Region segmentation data
— START —
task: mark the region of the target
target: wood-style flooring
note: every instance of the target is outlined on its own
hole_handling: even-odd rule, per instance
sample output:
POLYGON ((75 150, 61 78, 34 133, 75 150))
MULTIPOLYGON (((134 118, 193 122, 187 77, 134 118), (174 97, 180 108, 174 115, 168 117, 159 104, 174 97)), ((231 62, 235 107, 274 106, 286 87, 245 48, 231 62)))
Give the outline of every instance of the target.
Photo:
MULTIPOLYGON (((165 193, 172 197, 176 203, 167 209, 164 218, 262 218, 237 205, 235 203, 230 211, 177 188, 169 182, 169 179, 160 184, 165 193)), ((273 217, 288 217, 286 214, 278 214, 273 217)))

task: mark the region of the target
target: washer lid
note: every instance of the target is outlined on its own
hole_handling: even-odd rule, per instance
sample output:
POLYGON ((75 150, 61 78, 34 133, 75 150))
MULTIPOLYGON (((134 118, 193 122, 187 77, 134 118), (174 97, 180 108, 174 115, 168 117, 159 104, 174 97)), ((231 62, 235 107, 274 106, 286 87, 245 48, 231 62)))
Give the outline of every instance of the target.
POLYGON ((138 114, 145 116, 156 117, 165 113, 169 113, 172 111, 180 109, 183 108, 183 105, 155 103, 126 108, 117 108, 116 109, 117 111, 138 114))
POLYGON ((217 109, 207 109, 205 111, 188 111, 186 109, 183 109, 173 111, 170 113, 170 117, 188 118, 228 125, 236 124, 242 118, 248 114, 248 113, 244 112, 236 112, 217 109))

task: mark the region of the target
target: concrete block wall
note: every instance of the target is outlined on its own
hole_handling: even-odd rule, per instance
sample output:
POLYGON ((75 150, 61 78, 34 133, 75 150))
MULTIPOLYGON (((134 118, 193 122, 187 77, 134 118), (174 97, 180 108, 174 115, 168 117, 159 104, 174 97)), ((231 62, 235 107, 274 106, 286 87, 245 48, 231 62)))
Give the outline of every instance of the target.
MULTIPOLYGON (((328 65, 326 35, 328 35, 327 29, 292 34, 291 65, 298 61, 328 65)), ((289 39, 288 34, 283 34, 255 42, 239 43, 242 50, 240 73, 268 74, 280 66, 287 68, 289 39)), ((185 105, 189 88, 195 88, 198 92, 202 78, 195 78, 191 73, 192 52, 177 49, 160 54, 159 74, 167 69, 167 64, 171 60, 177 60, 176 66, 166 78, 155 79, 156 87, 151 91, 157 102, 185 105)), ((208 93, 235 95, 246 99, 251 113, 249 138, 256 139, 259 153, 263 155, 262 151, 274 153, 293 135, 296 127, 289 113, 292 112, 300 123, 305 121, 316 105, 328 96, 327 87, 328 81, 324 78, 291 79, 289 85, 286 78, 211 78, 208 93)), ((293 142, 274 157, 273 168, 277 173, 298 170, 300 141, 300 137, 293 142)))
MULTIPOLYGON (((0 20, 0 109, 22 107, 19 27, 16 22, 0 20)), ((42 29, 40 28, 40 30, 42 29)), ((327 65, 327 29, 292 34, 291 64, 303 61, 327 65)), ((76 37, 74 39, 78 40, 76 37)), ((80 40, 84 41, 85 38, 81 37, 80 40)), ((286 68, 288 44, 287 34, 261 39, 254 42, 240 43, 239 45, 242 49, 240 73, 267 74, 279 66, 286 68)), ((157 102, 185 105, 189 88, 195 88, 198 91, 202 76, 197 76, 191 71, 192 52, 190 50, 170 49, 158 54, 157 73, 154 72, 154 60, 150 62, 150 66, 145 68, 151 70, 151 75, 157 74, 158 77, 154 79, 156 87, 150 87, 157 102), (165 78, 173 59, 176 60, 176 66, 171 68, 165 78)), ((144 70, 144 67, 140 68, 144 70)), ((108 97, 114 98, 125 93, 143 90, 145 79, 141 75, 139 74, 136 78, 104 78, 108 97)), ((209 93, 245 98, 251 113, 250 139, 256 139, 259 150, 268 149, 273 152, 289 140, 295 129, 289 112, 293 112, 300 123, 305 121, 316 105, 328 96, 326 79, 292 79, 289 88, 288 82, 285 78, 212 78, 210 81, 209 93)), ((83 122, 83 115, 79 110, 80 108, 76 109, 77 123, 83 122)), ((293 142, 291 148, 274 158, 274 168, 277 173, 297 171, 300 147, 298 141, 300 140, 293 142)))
— END —
> [DIRECTIVE]: Please rewrite all the records above, replacing "sample output" with "example output" and leaving everything else as it is.

> [WRITTEN SOLUTION]:
task: mark the region of the target
target: wood-style flooring
note: every instance of the target is outlined on its own
hole_handling: even-odd rule, per instance
example output:
POLYGON ((75 150, 61 78, 34 133, 75 150))
MULTIPOLYGON (((134 118, 193 122, 187 77, 134 118), (174 97, 180 108, 174 115, 168 117, 159 104, 174 97)), ((231 62, 235 107, 274 106, 286 87, 245 48, 231 62)))
Give the outline of every instance of the target.
Photo:
MULTIPOLYGON (((165 193, 172 197, 176 203, 167 209, 164 218, 262 218, 237 205, 235 203, 230 211, 177 188, 169 182, 169 179, 160 184, 165 193)), ((273 217, 288 217, 286 214, 278 214, 273 217)))

task: mark the region of the target
target: washer lid
note: every instance of the target is outlined on its own
hole_handling: even-odd rule, per instance
example output:
POLYGON ((75 150, 61 78, 34 133, 75 150))
MULTIPOLYGON (((134 118, 193 122, 187 77, 134 118), (174 97, 180 108, 174 115, 168 117, 159 104, 174 97)), ((231 62, 235 107, 274 106, 286 87, 245 48, 231 62)))
Give the outline of every instance of the target.
POLYGON ((138 114, 145 116, 156 117, 165 113, 169 113, 172 111, 180 109, 183 108, 183 105, 155 103, 126 108, 117 108, 116 109, 117 111, 138 114))
POLYGON ((217 109, 207 109, 205 111, 188 111, 186 109, 183 109, 173 111, 170 113, 170 117, 188 118, 228 125, 236 124, 242 118, 248 114, 248 113, 244 112, 236 112, 217 109))

task: mark the region of the target
target: concrete block wall
note: every instance of the target is outlined on its own
hole_handling: even-odd rule, per instance
example output:
POLYGON ((75 150, 61 78, 34 133, 75 150))
MULTIPOLYGON (((134 118, 193 122, 187 77, 134 118), (174 97, 180 108, 174 115, 168 117, 159 104, 174 97)), ((231 62, 235 107, 274 106, 286 87, 245 48, 231 62)))
Give the outline of every instance of the target.
MULTIPOLYGON (((328 65, 326 35, 328 35, 327 29, 292 34, 291 65, 298 61, 328 65)), ((289 39, 288 34, 283 34, 255 42, 239 43, 242 50, 240 73, 268 74, 280 66, 287 68, 289 39)), ((185 105, 189 88, 195 88, 198 92, 202 78, 195 78, 191 73, 192 52, 177 49, 160 54, 159 74, 167 69, 167 64, 171 60, 177 60, 176 66, 166 78, 155 79, 156 87, 151 91, 157 102, 185 105)), ((208 93, 235 95, 246 99, 251 113, 249 138, 256 139, 259 153, 263 155, 262 151, 274 153, 293 135, 296 127, 289 113, 292 112, 300 123, 305 121, 316 105, 328 96, 327 87, 328 81, 324 78, 291 79, 289 85, 286 78, 211 78, 208 93)), ((293 142, 274 157, 273 168, 277 173, 298 170, 300 141, 300 137, 293 142)))
MULTIPOLYGON (((0 20, 0 109, 22 107, 19 27, 16 22, 0 20)), ((42 29, 40 28, 40 30, 42 29)), ((327 65, 327 29, 292 34, 291 64, 303 61, 327 65)), ((76 37, 74 39, 78 40, 76 37)), ((80 40, 84 41, 85 38, 81 37, 80 40)), ((286 68, 288 44, 287 34, 261 39, 254 42, 240 43, 239 45, 242 49, 240 73, 267 74, 279 66, 286 68)), ((157 102, 185 105, 189 88, 195 88, 198 91, 202 76, 197 76, 191 71, 192 52, 190 50, 170 49, 158 54, 157 73, 154 72, 154 60, 150 62, 150 66, 145 68, 151 70, 151 75, 157 74, 158 77, 154 79, 156 87, 150 87, 157 102), (165 78, 173 59, 176 60, 176 66, 171 68, 165 78)), ((144 70, 144 67, 140 68, 144 70)), ((108 97, 114 98, 125 93, 143 90, 145 79, 141 75, 139 74, 136 78, 104 78, 108 97)), ((209 93, 245 98, 251 113, 250 139, 256 139, 259 150, 268 149, 273 152, 289 140, 295 129, 289 112, 293 112, 300 123, 305 121, 316 105, 328 96, 326 79, 292 79, 289 88, 288 82, 285 78, 212 78, 210 81, 209 93)), ((83 122, 83 115, 79 110, 80 108, 76 109, 77 123, 83 122)), ((293 142, 291 148, 274 158, 274 168, 277 173, 297 171, 300 147, 298 141, 300 140, 293 142)))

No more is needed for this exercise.